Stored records
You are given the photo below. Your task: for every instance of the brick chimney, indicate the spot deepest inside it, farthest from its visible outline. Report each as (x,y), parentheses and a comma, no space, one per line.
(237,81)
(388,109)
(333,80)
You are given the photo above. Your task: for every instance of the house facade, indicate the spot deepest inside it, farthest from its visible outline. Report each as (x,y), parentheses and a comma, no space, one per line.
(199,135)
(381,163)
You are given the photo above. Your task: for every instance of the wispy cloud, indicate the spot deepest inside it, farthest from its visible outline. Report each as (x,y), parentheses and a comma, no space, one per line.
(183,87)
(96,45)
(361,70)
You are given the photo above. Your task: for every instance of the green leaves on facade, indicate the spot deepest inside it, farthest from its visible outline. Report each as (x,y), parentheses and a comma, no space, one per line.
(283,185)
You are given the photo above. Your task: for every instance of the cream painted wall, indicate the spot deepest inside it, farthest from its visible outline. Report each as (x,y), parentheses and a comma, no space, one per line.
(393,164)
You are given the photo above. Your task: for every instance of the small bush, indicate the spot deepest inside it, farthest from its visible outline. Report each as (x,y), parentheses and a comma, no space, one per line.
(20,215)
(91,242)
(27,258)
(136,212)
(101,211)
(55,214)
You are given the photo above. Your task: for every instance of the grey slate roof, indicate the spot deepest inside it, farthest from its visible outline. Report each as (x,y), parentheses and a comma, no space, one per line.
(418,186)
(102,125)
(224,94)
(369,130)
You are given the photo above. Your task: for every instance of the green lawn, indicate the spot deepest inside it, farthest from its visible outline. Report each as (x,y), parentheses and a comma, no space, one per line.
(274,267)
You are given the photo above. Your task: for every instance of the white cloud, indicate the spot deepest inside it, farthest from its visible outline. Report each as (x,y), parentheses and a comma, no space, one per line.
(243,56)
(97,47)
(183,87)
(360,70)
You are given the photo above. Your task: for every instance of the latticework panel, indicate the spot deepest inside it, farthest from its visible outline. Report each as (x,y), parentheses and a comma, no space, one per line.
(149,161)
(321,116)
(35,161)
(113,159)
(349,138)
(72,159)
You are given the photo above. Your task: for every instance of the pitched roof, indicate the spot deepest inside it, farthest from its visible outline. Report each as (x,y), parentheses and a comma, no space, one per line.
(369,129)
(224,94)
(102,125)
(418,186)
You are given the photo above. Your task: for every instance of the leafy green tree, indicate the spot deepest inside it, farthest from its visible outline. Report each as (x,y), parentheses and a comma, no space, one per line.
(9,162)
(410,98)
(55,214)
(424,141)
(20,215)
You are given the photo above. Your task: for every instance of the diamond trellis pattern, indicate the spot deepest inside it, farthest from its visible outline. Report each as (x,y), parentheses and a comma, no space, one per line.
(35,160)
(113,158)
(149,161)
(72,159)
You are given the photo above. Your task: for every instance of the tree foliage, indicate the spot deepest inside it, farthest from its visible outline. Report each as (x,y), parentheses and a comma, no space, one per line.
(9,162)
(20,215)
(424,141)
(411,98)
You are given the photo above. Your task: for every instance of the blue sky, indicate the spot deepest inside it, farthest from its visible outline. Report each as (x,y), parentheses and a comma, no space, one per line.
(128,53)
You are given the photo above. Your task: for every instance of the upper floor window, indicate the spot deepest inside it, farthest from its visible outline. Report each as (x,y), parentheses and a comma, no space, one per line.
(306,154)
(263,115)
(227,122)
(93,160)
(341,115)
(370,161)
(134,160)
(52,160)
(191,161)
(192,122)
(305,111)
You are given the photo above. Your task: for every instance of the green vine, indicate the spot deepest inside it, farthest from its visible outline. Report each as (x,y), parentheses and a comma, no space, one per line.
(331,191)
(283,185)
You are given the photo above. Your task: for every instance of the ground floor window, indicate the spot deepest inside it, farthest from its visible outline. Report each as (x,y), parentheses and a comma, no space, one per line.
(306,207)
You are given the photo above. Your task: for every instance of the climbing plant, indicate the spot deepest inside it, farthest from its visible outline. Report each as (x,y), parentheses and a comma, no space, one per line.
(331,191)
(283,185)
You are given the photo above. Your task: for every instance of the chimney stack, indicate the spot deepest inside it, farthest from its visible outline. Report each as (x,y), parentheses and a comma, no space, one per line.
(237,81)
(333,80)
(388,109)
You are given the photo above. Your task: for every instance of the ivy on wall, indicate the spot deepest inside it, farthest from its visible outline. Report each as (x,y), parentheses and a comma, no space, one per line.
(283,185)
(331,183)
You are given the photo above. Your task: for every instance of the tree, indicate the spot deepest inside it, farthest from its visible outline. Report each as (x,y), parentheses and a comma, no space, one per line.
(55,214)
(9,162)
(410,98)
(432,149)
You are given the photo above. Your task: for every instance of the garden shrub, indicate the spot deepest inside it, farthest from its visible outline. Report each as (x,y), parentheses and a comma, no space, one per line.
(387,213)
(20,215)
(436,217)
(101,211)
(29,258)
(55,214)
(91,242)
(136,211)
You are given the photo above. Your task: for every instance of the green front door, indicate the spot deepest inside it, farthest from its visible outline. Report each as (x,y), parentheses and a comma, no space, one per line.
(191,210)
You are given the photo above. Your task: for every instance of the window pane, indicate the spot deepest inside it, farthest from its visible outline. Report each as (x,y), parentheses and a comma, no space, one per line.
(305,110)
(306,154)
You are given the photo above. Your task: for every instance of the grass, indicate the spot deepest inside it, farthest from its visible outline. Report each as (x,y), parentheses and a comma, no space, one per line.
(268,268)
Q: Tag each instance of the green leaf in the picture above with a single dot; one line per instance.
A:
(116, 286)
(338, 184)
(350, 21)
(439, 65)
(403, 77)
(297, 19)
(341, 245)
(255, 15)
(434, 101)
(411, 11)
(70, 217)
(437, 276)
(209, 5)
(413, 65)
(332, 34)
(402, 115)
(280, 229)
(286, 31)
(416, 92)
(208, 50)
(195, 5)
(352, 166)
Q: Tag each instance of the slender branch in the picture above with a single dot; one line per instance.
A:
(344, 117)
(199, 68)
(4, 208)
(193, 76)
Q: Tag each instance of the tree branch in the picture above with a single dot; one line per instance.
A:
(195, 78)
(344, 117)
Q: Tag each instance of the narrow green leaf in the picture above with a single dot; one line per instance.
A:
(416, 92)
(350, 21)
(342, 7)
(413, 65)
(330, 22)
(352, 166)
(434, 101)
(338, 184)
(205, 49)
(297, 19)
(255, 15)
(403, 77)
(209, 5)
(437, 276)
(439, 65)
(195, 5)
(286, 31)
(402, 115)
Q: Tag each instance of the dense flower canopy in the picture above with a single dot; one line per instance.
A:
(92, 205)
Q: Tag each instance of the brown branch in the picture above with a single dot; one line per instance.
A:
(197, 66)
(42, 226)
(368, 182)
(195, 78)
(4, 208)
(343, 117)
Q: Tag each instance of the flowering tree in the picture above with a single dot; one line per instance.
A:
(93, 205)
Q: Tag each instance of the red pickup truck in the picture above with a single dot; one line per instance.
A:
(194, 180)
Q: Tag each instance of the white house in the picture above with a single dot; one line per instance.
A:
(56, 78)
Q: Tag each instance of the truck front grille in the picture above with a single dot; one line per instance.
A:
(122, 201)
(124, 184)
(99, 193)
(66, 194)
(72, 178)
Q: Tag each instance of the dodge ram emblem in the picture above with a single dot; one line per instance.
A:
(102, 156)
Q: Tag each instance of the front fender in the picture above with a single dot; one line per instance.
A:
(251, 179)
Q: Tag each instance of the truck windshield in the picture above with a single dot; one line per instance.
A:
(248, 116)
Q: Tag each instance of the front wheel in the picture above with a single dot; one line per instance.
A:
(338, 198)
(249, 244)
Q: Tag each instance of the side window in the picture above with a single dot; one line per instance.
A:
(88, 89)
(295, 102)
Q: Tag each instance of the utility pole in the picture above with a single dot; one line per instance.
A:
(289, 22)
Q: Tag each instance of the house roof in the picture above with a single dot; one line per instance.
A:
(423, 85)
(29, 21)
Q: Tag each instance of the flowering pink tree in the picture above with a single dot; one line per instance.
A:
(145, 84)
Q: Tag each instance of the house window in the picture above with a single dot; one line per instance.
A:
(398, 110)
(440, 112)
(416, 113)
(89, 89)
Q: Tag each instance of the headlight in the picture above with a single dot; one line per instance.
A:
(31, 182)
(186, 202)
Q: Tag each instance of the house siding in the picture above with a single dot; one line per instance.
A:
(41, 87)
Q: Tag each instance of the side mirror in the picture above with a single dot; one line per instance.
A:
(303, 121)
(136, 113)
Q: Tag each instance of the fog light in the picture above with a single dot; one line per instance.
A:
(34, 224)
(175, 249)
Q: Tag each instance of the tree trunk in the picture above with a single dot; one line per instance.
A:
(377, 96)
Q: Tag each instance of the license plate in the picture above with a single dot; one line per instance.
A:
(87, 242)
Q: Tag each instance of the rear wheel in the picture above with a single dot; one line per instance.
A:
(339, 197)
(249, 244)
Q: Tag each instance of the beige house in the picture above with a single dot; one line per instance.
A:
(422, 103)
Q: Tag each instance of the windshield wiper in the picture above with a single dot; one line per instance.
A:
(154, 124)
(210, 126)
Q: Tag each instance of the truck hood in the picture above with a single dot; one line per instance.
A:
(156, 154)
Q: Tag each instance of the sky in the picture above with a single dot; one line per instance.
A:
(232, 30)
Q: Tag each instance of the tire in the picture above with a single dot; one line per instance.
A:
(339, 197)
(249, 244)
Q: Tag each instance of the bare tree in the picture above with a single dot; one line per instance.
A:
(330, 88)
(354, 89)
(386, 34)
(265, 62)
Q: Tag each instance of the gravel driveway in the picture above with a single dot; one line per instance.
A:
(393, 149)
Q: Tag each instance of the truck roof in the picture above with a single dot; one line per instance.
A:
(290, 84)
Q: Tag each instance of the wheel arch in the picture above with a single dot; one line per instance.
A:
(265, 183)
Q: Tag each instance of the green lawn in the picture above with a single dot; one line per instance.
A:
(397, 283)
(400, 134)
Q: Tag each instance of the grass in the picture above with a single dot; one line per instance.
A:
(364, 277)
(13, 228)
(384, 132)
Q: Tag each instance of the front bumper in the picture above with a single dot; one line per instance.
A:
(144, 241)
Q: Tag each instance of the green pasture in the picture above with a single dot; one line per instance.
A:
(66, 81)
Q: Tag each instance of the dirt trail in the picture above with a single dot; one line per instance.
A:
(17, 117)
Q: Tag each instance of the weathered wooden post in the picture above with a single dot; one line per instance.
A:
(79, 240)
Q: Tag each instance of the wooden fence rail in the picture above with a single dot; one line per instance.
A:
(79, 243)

...

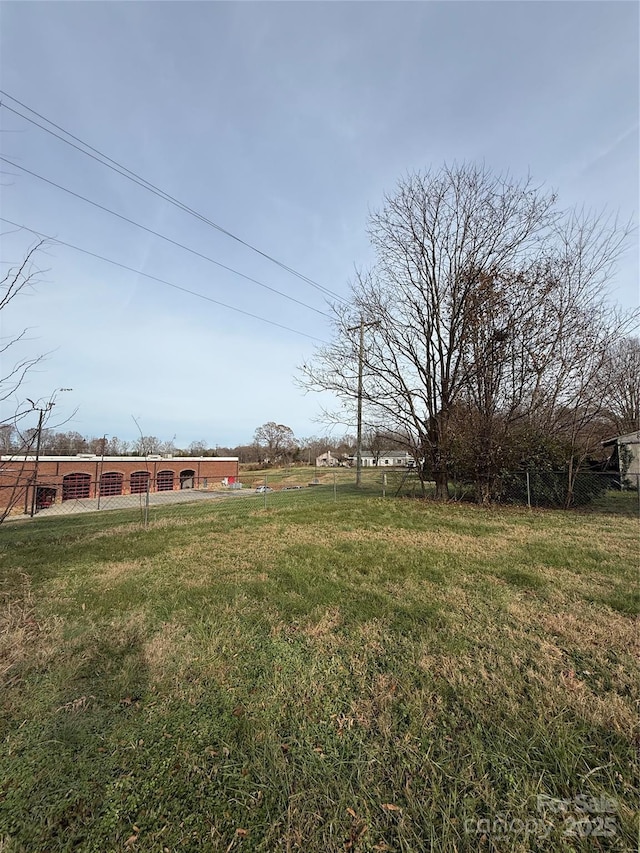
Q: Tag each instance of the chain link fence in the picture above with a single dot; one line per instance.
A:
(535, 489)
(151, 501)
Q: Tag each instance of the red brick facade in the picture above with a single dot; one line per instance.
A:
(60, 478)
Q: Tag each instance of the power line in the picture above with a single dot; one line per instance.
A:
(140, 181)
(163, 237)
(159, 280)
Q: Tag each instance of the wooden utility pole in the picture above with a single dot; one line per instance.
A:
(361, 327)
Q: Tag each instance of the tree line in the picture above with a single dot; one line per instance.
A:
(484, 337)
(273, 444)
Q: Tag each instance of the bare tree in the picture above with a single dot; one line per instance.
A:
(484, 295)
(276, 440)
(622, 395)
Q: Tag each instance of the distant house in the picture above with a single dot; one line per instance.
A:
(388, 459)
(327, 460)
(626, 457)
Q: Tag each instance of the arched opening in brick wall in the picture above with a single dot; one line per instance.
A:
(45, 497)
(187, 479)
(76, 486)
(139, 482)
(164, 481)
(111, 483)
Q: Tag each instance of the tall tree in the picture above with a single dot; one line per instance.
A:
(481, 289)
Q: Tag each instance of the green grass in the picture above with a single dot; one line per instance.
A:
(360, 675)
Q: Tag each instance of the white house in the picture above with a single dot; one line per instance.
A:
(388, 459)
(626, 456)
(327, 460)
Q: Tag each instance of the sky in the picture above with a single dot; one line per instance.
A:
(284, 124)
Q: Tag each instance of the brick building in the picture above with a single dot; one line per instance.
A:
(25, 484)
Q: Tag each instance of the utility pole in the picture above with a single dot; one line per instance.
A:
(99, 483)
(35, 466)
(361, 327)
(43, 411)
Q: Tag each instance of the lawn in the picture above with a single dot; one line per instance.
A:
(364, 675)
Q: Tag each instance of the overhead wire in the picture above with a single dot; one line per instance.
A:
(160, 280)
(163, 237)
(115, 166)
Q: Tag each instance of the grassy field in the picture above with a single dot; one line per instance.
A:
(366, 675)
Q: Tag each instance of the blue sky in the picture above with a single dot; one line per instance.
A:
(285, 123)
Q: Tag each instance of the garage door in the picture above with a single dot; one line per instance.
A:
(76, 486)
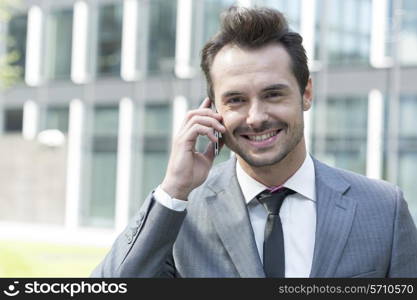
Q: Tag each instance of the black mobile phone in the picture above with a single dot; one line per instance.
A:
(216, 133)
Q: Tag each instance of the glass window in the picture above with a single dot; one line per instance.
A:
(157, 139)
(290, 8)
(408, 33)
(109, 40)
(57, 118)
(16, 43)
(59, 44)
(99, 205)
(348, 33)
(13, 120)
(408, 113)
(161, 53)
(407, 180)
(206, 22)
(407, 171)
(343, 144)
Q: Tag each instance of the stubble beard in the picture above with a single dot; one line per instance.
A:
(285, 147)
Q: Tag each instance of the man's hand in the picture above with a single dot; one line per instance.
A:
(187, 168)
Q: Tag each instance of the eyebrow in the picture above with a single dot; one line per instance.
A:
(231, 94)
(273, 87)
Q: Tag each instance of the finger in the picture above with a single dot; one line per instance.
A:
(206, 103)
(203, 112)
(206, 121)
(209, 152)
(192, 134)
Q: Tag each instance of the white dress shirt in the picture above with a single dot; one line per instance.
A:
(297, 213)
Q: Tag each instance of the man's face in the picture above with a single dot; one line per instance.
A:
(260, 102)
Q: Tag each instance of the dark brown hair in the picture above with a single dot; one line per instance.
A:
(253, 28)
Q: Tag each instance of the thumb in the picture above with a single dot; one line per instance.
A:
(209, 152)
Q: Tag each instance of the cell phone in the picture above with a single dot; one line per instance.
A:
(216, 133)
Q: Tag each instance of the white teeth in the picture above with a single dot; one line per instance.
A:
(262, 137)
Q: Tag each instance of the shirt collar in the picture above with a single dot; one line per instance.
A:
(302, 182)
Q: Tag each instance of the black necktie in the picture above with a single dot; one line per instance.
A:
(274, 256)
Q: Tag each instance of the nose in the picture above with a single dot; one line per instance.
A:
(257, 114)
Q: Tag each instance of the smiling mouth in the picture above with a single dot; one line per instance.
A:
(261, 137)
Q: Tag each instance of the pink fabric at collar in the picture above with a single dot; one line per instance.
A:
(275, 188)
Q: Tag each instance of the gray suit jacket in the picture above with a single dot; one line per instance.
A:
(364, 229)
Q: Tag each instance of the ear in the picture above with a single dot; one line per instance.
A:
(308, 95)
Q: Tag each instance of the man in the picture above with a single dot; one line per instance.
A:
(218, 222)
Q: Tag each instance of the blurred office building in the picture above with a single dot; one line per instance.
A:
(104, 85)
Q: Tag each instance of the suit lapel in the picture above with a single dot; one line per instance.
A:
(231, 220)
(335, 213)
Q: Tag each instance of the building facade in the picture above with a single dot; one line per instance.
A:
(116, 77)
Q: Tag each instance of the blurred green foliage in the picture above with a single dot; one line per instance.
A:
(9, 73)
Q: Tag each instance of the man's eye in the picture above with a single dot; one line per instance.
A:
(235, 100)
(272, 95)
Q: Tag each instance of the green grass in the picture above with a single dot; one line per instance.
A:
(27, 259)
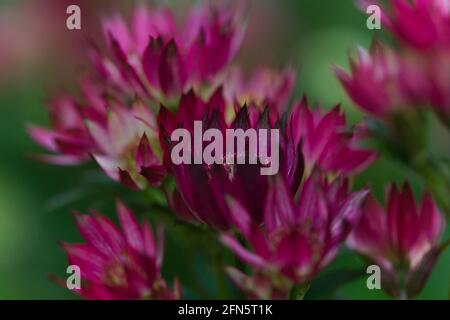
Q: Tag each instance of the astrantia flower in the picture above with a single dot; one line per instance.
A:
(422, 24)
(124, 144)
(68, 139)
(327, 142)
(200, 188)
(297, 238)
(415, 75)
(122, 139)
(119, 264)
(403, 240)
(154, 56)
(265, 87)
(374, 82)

**WORK ORDER**
Only lines that contain "pink" are needed, so copy each of them from the data.

**TASK OUTPUT**
Q: Tag each instance of the flowering pink tree in the picture above with a single dot; one line per instance.
Q: Tag each instance of the pink fabric at collar in the picture above with a single dot; one line per instance.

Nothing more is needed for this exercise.